Ira and Grace Foust have lived a happy and fulfilling life together.
Married on June 14, 1946, the Chambersburg couple will be celebrating their 75th wedding anniversary this year.
“We had a wonderful married life,” Ira said. “We really did.”
The two lovebirds met through a family connection when they were 14. Ira was drafted into the Navy at 18 during WWII and was stationed in Australia where he worked in a supply warehouse.
When he came home in January of 1946, the couple married shortly after in an intimate ceremony in Grace’s sister’s living room.
Ira, 95, and Grace, 94, moved into their Shippensburg home in 1950, eager to fill it with a lifetime of memories.
“My uncle and I built that house,” Ira said.
The Foust’s welcomed two sons into the family over the years.
“The only thing I can say is that we lived a home life,” he said. “This wild life that people are living today, we didn’t have any of that. We’re churchgoers. Neither of us ever drank or smoked.”
“We went to Sunday school every Sunday,” Grace said. “We enjoyed that.”
┄┄┄┄┄┄┄┄┄┄┄┄┄┄┄┄┄┄┄┄
■ **Tasks for this exercise**:
1. Transcribe the Foust anniversary article, beginning at the words "Ira and Grace" and stopping after "lifetime of memories.".
2. In the Foust anniversary article, how does Ira explain what he means by saying that he and Grace "lived a home life"?
The data that comes next has nothing to do with the Foust anniversary article.
┄┄┄┄┄┄┄┄┄┄┄┄┄┄┄┄┄┄┄┄
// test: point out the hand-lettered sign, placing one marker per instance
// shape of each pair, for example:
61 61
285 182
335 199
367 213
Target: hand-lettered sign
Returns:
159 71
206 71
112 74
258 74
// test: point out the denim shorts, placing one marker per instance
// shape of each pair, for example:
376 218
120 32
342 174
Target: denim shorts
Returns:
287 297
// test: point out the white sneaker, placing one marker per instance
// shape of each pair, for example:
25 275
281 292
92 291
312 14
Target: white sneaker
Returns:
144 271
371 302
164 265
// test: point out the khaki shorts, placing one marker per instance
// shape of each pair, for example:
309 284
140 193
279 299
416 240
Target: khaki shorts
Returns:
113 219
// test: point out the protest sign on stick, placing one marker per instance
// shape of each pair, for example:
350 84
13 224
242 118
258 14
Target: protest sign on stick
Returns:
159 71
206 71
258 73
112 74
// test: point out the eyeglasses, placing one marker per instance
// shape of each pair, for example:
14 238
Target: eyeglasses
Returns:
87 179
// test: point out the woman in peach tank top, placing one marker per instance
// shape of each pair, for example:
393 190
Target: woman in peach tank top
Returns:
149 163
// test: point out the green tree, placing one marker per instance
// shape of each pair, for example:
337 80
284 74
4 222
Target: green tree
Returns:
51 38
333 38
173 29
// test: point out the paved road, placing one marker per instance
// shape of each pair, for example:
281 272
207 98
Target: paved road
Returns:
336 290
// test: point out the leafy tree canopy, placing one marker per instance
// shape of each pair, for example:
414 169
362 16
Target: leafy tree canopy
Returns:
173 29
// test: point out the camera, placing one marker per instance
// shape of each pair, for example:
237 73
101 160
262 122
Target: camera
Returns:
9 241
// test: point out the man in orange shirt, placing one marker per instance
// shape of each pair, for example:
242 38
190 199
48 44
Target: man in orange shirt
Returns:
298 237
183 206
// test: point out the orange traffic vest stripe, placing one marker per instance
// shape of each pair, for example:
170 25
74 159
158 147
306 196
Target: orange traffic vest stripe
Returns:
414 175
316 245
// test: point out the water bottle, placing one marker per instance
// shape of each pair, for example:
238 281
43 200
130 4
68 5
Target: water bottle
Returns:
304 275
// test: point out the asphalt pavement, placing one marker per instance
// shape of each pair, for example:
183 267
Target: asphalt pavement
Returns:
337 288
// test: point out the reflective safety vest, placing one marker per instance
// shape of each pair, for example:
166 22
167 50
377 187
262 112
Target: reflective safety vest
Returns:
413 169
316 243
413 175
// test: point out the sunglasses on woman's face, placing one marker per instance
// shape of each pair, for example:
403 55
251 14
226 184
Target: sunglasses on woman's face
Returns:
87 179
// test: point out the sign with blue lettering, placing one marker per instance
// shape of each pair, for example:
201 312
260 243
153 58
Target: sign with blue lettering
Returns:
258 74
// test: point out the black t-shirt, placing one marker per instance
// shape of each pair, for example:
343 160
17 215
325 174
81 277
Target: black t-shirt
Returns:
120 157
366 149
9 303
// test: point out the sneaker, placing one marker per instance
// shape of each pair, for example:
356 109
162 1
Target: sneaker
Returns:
┄┄┄┄┄┄┄┄┄┄┄┄┄┄┄┄┄┄┄┄
■ **Solution set**:
1.
Ira and Grace Foust have lived a happy and fulfilling life together.
Married on June 14, 1946, the Chambersburg couple will be celebrating their 75th wedding anniversary this year.
“We had a wonderful married life,” Ira said. “We really did.”
The two lovebirds met through a family connection when they were 14. Ira was drafted into the Navy at 18 during WWII and was stationed in Australia where he worked in a supply warehouse.
When he came home in January of 1946, the couple married shortly after in an intimate ceremony in Grace’s sister’s living room.
Ira, 95, and Grace, 94, moved into their Shippensburg home in 1950, eager to fill it with a lifetime of memories.

2. He contrasts it with the wild life people live today and says they had none of that. They are churchgoers, and neither of them ever drank or smoked.